-- REQUIRED TASK 1 --
According to the article on the Renaissance Village groundbreaking in Welch, what role does Randi Weingarten hold?
-- REQUIRED TASK 2 --
Reproduce the stretch of the Renaissance Village groundbreaking article from "Gayle Manchin and" through "in the area.".
-- REQUIRED TASK 3 --
Write the next part of the article on the Renaissance Village groundbreaking, picking up right after its final line.

-- EXTRACT PROVIDED --
----
Featured, Government, News

More Than a Building: Renaissance Village Aims to Symbolize Hope for McDowell County

By Derek Tyson, The Welch News Editor

WELCH, WV – A large crowd gathered in Welch this morning to celebrate groundbreaking of Reconnecting McDowell’s Renaissance Village. 

“Good things don’t happen because of one person, good things happen when many people come together and say ‘We are going to work to make this happen,’” said former First Lady Gayle Manchin. 

Gayle Manchin and Randi Weingarten spoke at the Renaissance Village groundbreaking ceremony.
(Photo by Derek Tyson)

All McDowell County residents, representatives on the State level as well as visitors from across the country were honored at the event. 

“From when this started as a dream, the idea has always been to recruit teachers and retain them,” said Manchin. “A lot of people have come to McDowell County with a promise or a grant.” 

Manchin spoke about how often those promises and grants came up short for people in the area. 

“We weren’t here for the short haul, not the first month. We’re here for the last month,” said Manchin. “Today we are witnessing the beginning of this beautiful complex, the Renaissance Village.”

President of the American Federation of Teachers Randi Weingarten was also present at the ceremony. 

“I’ve seen the pictures of downtown Welch in the 50s and 60s, with the streets packed and stores everywhere,” said Weingarten. “This building is the greenest of green shoots. The tide is turning in this County.”

Weingarten was proud to announce academic statistics showing improvement in many areas in the McDowell County school system, as follows: 

• The four-year high school graduation rate has increased steadily from 74 percent in 2010-11 to 92 percent in 2017-18.
----
-- EXTRACTED INFORMATION --
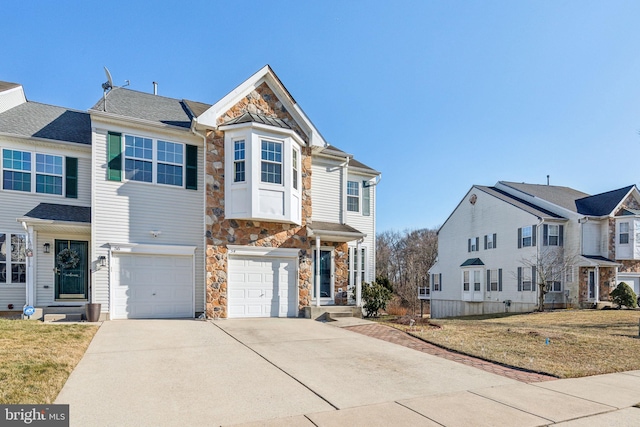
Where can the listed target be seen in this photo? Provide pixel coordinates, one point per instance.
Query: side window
(353, 196)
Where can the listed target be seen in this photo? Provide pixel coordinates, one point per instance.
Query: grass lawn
(581, 342)
(37, 358)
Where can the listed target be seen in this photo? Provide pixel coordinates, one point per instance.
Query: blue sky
(437, 95)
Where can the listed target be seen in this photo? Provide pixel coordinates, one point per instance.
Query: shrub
(375, 297)
(624, 295)
(395, 308)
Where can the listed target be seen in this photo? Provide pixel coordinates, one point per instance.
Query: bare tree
(405, 259)
(551, 265)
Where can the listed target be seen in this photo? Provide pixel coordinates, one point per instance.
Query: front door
(325, 274)
(71, 270)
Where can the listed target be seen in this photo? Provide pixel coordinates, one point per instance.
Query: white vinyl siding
(16, 204)
(326, 190)
(127, 212)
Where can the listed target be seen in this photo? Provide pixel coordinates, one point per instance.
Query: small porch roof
(334, 232)
(597, 260)
(56, 217)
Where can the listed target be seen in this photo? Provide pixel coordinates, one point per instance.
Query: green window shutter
(191, 180)
(71, 177)
(114, 156)
(366, 199)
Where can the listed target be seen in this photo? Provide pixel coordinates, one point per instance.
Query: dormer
(262, 169)
(11, 95)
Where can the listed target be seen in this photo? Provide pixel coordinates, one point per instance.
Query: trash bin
(93, 312)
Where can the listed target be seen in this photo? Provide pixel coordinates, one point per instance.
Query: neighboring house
(237, 209)
(493, 247)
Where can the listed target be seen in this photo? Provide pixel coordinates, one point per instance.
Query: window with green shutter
(114, 155)
(71, 178)
(191, 180)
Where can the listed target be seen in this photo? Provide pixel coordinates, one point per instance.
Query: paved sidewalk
(396, 336)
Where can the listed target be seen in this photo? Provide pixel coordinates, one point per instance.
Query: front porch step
(63, 317)
(62, 313)
(327, 312)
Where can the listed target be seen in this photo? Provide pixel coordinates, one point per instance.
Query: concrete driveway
(303, 372)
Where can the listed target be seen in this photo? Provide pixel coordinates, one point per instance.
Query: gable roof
(519, 203)
(472, 261)
(146, 106)
(265, 75)
(258, 118)
(7, 85)
(33, 119)
(603, 203)
(561, 196)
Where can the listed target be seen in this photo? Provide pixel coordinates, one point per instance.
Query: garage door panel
(152, 286)
(262, 287)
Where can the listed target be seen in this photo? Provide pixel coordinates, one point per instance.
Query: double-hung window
(48, 174)
(294, 166)
(13, 261)
(493, 280)
(239, 165)
(624, 233)
(527, 236)
(271, 166)
(138, 158)
(476, 280)
(18, 168)
(353, 196)
(170, 163)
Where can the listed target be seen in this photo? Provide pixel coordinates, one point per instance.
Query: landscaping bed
(36, 358)
(567, 344)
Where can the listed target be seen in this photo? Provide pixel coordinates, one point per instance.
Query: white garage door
(262, 287)
(152, 286)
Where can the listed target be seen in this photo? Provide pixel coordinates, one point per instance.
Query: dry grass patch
(581, 342)
(37, 358)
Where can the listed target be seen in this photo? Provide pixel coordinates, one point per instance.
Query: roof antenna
(106, 86)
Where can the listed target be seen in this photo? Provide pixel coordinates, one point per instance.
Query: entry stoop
(63, 313)
(330, 312)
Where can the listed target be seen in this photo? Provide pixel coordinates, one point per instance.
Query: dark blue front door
(71, 269)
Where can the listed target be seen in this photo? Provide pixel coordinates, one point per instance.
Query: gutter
(192, 128)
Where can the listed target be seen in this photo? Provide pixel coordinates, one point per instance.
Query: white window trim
(9, 262)
(282, 162)
(357, 196)
(154, 160)
(33, 173)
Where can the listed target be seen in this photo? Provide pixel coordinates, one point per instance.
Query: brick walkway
(396, 336)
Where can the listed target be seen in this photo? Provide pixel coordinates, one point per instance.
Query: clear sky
(437, 95)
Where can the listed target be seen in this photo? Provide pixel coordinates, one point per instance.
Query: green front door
(71, 268)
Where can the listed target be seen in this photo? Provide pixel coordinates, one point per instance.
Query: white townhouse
(157, 207)
(493, 245)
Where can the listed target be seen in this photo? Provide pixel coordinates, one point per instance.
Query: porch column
(30, 285)
(597, 285)
(317, 271)
(358, 273)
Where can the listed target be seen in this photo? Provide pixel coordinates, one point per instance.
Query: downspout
(317, 271)
(345, 172)
(194, 122)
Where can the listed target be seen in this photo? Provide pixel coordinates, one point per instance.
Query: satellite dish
(108, 85)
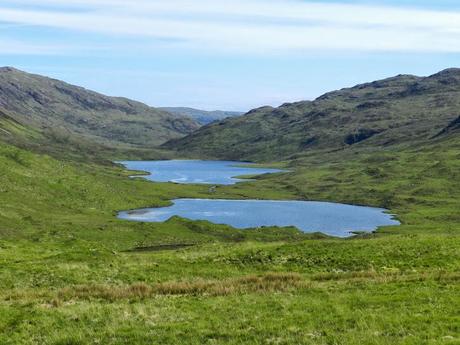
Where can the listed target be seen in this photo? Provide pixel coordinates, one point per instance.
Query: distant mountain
(52, 108)
(401, 110)
(203, 117)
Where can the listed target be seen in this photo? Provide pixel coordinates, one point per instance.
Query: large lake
(195, 171)
(309, 216)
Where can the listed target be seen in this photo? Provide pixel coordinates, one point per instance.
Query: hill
(73, 273)
(203, 117)
(54, 109)
(401, 110)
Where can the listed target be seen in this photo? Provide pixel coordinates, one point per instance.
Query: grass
(71, 273)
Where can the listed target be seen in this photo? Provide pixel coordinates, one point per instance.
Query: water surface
(308, 216)
(196, 171)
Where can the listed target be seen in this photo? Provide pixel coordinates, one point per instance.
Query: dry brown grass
(267, 283)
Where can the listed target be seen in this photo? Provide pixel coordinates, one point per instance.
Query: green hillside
(60, 111)
(399, 110)
(72, 273)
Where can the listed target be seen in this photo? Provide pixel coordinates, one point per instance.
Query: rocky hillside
(203, 117)
(55, 108)
(402, 109)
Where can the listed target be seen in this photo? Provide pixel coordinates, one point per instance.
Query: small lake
(196, 171)
(308, 216)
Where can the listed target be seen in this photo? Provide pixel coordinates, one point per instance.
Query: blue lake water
(308, 216)
(196, 171)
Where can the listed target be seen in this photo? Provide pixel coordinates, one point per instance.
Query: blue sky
(227, 54)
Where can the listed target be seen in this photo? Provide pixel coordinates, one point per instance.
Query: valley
(72, 273)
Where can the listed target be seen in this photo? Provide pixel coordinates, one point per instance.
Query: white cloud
(250, 26)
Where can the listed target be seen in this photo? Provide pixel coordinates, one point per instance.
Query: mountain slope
(398, 110)
(202, 116)
(53, 106)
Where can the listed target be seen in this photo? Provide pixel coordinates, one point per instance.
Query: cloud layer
(240, 26)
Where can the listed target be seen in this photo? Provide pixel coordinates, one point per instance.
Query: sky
(227, 54)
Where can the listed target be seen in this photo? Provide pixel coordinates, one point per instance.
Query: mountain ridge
(404, 109)
(50, 105)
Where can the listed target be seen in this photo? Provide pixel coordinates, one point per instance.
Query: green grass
(68, 274)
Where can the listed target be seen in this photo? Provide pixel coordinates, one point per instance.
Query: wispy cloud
(249, 26)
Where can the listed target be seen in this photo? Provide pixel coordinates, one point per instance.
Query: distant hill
(401, 110)
(54, 109)
(203, 117)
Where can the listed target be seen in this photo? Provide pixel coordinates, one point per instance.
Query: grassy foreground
(71, 273)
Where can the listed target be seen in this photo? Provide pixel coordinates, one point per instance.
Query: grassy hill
(72, 273)
(202, 116)
(399, 110)
(61, 112)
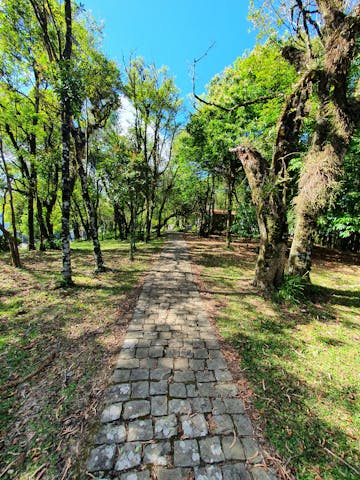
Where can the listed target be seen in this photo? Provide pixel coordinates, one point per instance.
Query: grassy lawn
(69, 337)
(301, 363)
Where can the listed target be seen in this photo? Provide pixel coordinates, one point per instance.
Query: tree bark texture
(336, 122)
(12, 239)
(80, 145)
(66, 115)
(271, 216)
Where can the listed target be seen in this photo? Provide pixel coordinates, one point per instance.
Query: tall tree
(156, 104)
(320, 27)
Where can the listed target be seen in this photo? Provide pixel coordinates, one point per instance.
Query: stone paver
(172, 408)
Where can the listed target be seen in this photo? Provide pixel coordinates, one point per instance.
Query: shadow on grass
(291, 422)
(291, 392)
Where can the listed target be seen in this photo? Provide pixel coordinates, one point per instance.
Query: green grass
(301, 361)
(44, 421)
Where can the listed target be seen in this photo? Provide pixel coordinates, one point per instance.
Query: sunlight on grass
(74, 333)
(302, 362)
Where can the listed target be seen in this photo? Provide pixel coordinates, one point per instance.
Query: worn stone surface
(210, 450)
(221, 424)
(136, 408)
(101, 458)
(186, 453)
(129, 456)
(235, 471)
(211, 472)
(172, 408)
(145, 475)
(233, 449)
(110, 434)
(140, 430)
(111, 413)
(156, 453)
(166, 427)
(194, 425)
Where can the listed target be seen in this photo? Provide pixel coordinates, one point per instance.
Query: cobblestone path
(172, 411)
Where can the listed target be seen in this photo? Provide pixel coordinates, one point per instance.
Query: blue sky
(174, 32)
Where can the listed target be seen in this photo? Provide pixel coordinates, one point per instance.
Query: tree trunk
(66, 144)
(338, 118)
(30, 220)
(12, 239)
(80, 144)
(229, 212)
(132, 232)
(271, 216)
(301, 246)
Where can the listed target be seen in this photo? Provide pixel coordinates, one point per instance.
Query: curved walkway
(173, 411)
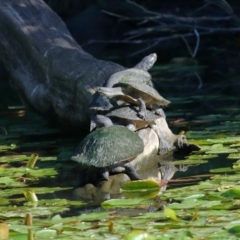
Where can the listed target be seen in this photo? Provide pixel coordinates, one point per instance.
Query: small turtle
(139, 71)
(100, 104)
(136, 93)
(108, 150)
(127, 116)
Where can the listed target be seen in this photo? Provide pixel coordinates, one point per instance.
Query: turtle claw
(142, 112)
(131, 172)
(160, 112)
(142, 115)
(104, 174)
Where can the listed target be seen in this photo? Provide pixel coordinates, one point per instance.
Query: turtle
(139, 70)
(101, 104)
(127, 116)
(108, 150)
(137, 94)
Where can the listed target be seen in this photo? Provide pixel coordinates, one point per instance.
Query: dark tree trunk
(48, 69)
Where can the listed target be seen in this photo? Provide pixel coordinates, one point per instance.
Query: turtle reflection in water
(127, 116)
(108, 150)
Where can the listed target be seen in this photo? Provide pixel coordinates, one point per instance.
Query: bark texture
(48, 69)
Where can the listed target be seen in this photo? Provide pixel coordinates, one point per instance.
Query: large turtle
(108, 150)
(136, 93)
(100, 104)
(127, 116)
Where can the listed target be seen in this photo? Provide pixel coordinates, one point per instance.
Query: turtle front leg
(160, 112)
(104, 174)
(142, 112)
(162, 140)
(131, 172)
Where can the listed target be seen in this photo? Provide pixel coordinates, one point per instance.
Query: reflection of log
(48, 69)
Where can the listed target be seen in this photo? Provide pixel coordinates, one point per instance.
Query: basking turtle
(127, 116)
(108, 150)
(138, 73)
(136, 93)
(101, 104)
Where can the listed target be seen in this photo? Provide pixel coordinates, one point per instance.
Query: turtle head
(110, 92)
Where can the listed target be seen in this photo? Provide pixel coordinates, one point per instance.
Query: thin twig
(197, 43)
(199, 79)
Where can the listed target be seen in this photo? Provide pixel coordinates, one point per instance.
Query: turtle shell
(99, 103)
(130, 112)
(148, 94)
(147, 62)
(108, 146)
(135, 75)
(127, 114)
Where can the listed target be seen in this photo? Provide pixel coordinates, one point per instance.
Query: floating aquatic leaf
(32, 160)
(235, 230)
(94, 216)
(30, 195)
(138, 235)
(234, 156)
(232, 193)
(170, 213)
(219, 148)
(12, 158)
(126, 203)
(46, 233)
(140, 189)
(222, 170)
(226, 140)
(4, 231)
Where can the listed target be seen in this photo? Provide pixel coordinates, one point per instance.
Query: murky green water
(204, 195)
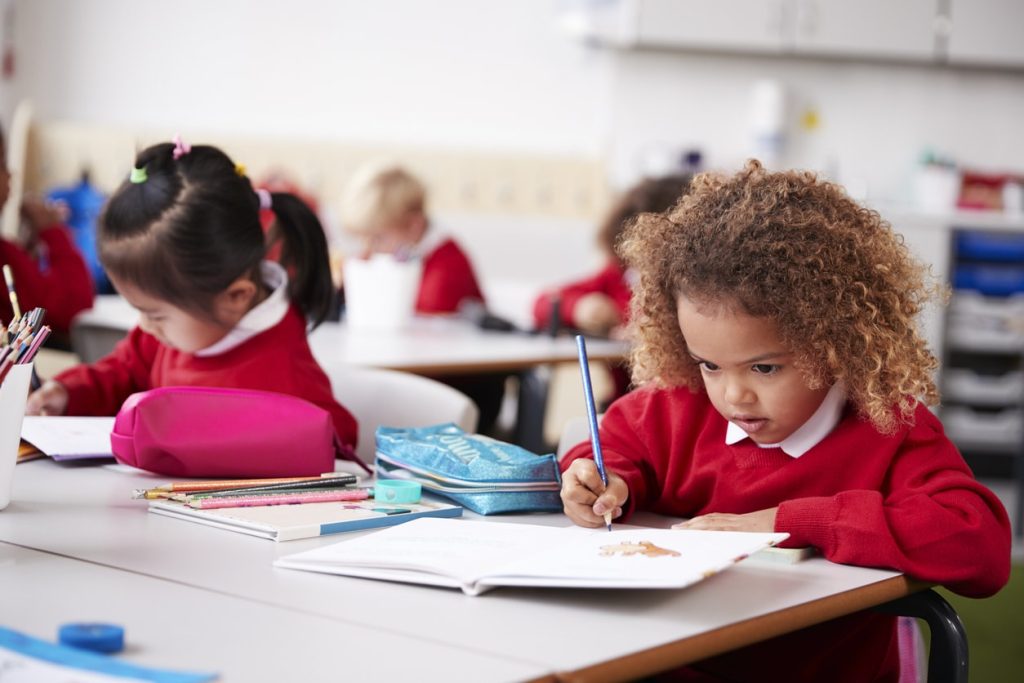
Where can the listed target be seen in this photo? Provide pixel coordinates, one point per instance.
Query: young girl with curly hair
(783, 388)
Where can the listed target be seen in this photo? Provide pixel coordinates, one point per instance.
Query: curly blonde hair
(841, 287)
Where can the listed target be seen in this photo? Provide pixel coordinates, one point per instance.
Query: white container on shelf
(380, 292)
(986, 324)
(968, 386)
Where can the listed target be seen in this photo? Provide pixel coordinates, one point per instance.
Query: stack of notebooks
(287, 510)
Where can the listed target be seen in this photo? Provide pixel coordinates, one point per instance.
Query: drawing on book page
(646, 548)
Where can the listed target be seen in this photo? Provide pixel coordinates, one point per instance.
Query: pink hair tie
(180, 148)
(265, 199)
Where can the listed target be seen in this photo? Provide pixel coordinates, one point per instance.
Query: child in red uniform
(385, 207)
(48, 272)
(181, 242)
(783, 389)
(600, 304)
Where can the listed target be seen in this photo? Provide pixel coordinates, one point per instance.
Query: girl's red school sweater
(276, 359)
(904, 502)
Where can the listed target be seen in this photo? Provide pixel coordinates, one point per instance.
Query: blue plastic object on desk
(85, 202)
(989, 247)
(989, 280)
(105, 638)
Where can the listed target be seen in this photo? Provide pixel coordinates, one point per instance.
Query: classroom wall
(873, 120)
(496, 75)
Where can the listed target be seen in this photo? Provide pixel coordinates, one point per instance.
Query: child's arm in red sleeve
(933, 521)
(100, 388)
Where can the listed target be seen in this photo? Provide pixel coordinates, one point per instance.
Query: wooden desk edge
(681, 652)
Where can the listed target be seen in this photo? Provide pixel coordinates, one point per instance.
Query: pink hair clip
(265, 200)
(180, 148)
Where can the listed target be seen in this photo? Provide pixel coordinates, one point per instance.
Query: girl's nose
(737, 393)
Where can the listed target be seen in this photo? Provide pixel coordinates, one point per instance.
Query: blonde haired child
(181, 241)
(785, 386)
(385, 207)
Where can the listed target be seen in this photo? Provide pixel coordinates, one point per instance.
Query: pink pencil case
(212, 432)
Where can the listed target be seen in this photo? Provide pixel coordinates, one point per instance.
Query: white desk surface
(427, 345)
(172, 626)
(85, 513)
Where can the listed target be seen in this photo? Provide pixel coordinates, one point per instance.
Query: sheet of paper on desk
(477, 556)
(70, 438)
(28, 659)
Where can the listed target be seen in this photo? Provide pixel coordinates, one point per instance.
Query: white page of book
(494, 553)
(60, 435)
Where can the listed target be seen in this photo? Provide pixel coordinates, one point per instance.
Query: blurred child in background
(384, 206)
(600, 304)
(181, 241)
(48, 270)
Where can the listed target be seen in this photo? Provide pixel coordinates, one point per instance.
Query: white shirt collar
(810, 433)
(262, 316)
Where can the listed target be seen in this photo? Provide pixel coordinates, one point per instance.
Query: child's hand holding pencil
(591, 495)
(585, 498)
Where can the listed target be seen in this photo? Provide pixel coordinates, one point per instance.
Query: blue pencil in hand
(595, 440)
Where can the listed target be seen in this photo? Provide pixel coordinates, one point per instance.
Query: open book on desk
(289, 522)
(476, 556)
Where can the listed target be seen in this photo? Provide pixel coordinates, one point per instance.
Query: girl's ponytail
(304, 255)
----
-- WRITTEN RESPONSE 1 --
She is President of the American Federation of Teachers.

-- WRITTEN RESPONSE 2 --
Gayle Manchin and Randi Weingarten spoke at the Renaissance Village groundbreaking ceremony.
(Photo by Derek Tyson)

All McDowell County residents, representatives on the State level as well as visitors from across the country were honored at the event. 

“From when this started as a dream, the idea has always been to recruit teachers and retain them,” said Manchin. “A lot of people have come to McDowell County with a promise or a grant.” 

Manchin spoke about how often those promises and grants came up short for people in the area.

-- WRITTEN RESPONSE 3 --
• The high school dropout rate has decreased from 4.5 percent in 2010-11 to less than 1 percent in 2017-18.

• The number of McDowell high school graduates enrolling in college has increased from 24.6 percent in 2010-11 to 40.3 percent in 2015-16. Virtually every student in the Broader Horizons mentoring program has enrolled in college.

• Across all grade levels, student proficiency in math has increased slightly, from about 15 percent in 2014-15 to 23 percent in 2017-18.

• A smaller proportion of students are performing at the lowest level of the math assessment. In 2014-15, about 58 percent of students performed at Level 1, the lowest level. In 2017-18, that percentage dropped by 10 points to about 48 percent.

• A greater percentage of students are performing at Level 4, the highest level, on both the mathematics and reading assessments.

• After a 12-year state takeover due to chronically low student achievement, the state returned the McDowell County Public Schools to local control in 2013.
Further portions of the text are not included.